[PROBLEM REQUIREMENTS]
Could you copy, word for word, the part of the listing below that starts with the line containing "Pin every instance of the window." and runs through the end of the listing, including both of those ends?

[DATA FOR THE TASK]

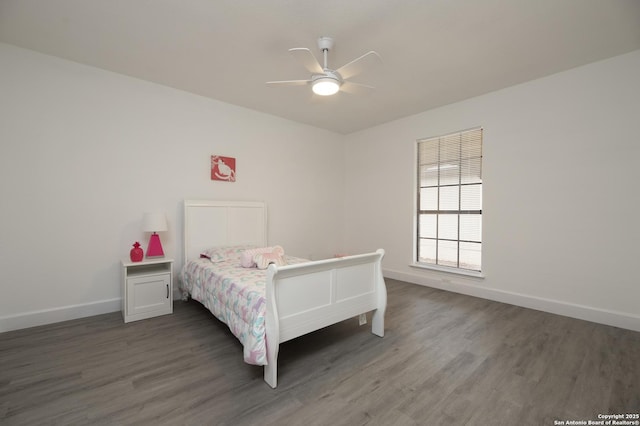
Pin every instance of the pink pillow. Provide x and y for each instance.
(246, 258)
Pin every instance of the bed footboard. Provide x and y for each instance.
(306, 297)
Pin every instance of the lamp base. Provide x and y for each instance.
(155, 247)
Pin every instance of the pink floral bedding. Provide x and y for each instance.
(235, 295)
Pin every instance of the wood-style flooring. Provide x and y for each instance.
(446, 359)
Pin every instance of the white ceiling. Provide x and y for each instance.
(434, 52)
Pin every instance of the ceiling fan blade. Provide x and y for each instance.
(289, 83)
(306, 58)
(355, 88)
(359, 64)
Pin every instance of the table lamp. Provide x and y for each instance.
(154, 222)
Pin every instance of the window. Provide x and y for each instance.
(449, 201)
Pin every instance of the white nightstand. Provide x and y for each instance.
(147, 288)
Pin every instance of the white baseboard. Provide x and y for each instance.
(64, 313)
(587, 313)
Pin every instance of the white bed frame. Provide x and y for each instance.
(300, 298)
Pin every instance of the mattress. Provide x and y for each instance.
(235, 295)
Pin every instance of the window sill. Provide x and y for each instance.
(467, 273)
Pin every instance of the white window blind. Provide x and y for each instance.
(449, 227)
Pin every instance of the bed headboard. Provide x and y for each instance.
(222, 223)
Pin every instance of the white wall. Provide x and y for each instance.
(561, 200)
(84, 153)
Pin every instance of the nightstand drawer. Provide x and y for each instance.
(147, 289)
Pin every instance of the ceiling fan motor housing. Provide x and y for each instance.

[COMPLETED EXERCISE]
Pin every instance of the window. Provide x and y for each instance.
(449, 201)
Pin every instance of the white nightstand. Provide x and y for each instance.
(147, 288)
Pin every instance of the white baseboard. Provide x and y for each instance.
(64, 313)
(587, 313)
Pin every instance of the white bed frame. Provide x and y for each instance.
(300, 298)
Pin every instance of the mattress. Provide x and y for each instance.
(235, 295)
Pin every instance of the window sill. Provide x and y for each instance.
(467, 273)
Pin every instance of the white window blind. Provide x and y for each instance.
(449, 227)
Pin every instance of the bed headboard. Provide x and y for each instance.
(222, 223)
Pin every instance of the white wall. Provide x and y for each instance.
(561, 200)
(84, 153)
Pin every instance of the nightstand drawer. Provide x and y for each instance.
(147, 289)
Pin every instance of the ceiling fan motor housing. Provide x and y for each instance.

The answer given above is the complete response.